- [EXERCISE 1]
In the infant microbiome post:
(a) What kind of environment do the scientists filmed for the Infant Microbiome & Epigenetics course say the fetus develops in while in utero?
(b) What does Professor Rodney Dietert call the event at birth that establishes the infant microbiome?
(c) Of which institute is Joël Doré Deputy Head?
- [EXERCISE 2]
What positions does the infant microbiome post give for Joël Doré? List every one.

- [SELECTED PASSAGE]
Here is a really good article looking at the evidence for exactly when a baby is first colonised by bactiera.

In other words, is the infant microbiome established during pregnancy whilst the baby is developing inside the womb, or is at birth from when the amniotic sac ruptures, or is it during the immediate postnatal period.

Scientists have long debated this question - so this article fills you in on the evidence for differing points of view.

In our Infant Microbiome & Epigenetics course, the scientists we have filmed take the view that in utero, the fetus develops in a near sterile environment. This means there may be some microbial exposures whilst the fetus is in the womb.

These microbial exposures may or may not be significant. There may be some "pre-seeding" of the infant gut microbiome before what Professor Rodney Dietert describes as the "main seeding event" for establishing the infant microbiome starts at birth when the amniotic sac ruptures.

I like how this article ends: "On the whole, it is clear that host interaction with intestinal microbes either during pregnancy or during the immediate postnatal period may have a profound impact on the neonatal microbiome and health and disease in later life by programming immune and metabolic pathways. "

The article includes a set of useful scientific references and was written by Joël Doré, Research Director at the French Research Institute in Agricultural Sciences, INRA, Dr. Joël Doré is currently President of the Executive Committee of the Pre-Industrial Demonstrator MetaGenoPolis, a platform of excellence dedicated to quantitative and functional metagenomics, funded by the French government Futures Investments. He is Deputy Head of the MICALIS institute “Food and Gut Microbiology for Human Health” and scientific board member of Microbiology Pole of the Doctoral School “Therapeutic Innovations” at Paris-XI University.

[Region pointing data]
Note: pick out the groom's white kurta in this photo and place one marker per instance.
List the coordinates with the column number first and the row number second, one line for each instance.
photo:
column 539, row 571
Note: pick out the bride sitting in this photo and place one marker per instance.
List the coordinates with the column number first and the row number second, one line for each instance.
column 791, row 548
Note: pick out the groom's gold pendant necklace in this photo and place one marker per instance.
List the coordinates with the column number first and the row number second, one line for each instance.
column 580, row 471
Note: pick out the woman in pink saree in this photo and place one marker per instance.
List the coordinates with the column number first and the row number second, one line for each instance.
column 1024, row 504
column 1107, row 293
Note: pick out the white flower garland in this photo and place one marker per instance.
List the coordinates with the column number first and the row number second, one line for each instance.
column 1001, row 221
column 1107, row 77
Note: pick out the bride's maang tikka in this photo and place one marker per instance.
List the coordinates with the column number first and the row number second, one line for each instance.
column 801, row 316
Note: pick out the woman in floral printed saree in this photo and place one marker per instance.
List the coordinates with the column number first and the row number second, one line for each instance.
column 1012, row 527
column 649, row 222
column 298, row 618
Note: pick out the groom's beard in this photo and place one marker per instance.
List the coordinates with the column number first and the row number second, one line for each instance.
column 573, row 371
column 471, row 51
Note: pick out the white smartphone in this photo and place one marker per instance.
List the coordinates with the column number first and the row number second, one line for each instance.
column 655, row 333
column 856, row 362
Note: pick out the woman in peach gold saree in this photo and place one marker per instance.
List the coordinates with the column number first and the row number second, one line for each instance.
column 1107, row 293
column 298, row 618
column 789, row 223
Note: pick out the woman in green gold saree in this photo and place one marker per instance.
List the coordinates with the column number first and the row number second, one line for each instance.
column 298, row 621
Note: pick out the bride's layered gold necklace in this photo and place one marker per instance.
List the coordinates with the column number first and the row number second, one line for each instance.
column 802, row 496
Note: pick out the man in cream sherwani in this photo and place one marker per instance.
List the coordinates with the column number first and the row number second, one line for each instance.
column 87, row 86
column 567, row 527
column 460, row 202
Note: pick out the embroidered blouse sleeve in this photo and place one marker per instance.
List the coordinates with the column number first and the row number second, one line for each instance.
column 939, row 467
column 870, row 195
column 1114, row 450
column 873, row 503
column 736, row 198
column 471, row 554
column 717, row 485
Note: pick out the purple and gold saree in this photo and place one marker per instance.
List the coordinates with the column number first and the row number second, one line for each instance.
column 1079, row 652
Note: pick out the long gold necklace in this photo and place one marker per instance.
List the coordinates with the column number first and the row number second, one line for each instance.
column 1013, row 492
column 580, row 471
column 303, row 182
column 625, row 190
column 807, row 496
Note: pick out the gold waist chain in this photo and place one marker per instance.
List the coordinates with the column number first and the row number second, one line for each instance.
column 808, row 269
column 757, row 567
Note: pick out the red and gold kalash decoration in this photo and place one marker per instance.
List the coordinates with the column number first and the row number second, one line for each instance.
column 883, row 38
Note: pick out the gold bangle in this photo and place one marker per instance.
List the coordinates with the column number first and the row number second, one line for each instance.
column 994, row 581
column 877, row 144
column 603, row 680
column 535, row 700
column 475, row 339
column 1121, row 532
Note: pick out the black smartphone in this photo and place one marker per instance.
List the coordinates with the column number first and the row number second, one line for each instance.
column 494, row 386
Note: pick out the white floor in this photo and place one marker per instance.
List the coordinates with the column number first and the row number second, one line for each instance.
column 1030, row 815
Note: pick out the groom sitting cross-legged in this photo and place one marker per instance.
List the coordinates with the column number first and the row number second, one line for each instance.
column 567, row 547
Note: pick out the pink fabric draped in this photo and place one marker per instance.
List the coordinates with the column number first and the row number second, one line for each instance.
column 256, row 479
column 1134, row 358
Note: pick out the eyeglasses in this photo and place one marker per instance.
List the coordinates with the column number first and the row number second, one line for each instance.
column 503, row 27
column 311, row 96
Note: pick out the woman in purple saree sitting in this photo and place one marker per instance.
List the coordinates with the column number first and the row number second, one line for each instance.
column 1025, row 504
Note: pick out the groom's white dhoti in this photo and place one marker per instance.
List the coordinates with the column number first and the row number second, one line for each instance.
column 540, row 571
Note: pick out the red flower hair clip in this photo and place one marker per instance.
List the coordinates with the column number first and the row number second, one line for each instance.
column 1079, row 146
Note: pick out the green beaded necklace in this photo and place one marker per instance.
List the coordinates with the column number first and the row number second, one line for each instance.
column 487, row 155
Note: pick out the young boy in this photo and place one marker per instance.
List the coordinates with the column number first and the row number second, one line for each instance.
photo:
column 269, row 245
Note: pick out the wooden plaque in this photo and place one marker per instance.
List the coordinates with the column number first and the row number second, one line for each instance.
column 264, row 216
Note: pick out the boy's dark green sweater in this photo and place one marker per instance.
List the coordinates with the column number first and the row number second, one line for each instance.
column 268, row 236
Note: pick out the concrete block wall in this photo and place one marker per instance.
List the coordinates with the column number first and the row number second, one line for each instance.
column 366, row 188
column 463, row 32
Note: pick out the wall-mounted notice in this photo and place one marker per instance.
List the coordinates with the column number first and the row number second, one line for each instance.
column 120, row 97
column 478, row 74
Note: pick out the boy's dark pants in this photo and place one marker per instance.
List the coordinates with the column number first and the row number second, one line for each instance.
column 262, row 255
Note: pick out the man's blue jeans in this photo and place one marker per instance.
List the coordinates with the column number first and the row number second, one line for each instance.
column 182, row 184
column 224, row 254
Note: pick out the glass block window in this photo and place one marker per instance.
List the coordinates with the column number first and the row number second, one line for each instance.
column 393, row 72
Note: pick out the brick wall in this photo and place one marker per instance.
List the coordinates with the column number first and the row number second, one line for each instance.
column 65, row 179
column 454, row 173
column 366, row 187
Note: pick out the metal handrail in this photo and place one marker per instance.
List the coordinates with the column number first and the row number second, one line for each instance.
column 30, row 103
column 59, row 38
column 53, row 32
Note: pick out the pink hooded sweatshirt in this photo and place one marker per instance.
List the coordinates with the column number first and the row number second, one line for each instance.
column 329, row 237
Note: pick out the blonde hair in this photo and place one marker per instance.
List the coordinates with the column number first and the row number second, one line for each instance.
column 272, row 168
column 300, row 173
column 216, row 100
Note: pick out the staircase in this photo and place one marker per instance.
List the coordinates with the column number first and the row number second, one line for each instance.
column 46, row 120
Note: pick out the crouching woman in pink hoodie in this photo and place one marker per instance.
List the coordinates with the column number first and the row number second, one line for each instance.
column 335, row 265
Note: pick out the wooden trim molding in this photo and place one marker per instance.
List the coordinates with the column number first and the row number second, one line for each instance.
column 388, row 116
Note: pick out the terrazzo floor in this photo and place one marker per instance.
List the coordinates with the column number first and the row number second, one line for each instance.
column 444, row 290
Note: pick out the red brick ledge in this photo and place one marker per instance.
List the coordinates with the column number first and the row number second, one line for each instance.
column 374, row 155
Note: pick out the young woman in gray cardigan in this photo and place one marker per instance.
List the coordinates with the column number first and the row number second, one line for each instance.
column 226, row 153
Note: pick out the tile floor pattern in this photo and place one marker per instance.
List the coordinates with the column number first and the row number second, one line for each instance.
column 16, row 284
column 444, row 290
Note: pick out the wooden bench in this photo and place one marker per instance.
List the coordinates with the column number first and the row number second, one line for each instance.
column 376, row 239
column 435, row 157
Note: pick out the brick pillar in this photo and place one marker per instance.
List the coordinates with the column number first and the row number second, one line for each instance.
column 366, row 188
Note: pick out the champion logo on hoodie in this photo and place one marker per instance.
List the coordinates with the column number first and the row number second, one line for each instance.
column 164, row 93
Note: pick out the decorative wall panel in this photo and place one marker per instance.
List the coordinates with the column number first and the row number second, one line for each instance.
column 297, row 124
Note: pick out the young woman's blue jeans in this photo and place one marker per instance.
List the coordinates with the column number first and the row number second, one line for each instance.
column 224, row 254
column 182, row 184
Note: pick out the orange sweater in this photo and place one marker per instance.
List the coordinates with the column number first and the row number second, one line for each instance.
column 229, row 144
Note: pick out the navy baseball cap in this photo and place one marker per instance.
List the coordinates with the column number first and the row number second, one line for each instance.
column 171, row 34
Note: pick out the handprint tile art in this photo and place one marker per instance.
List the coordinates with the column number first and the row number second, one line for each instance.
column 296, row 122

- [EXERCISE OUTPUT 1]
(a) A near sterile environment.
(b) The "main seeding event."
(c) The MICALIS institute "Food and Gut Microbiology for Human Health."

- [EXERCISE OUTPUT 2]
- Research Director at the French Research Institute in Agricultural Sciences, INRA
- President of the Executive Committee of the Pre-Industrial Demonstrator MetaGenoPolis
- Deputy Head of the MICALIS institute "Food and Gut Microbiology for Human Health"
- Scientific board member of the Microbiology Pole of the Doctoral School "Therapeutic Innovations" at Paris-XI University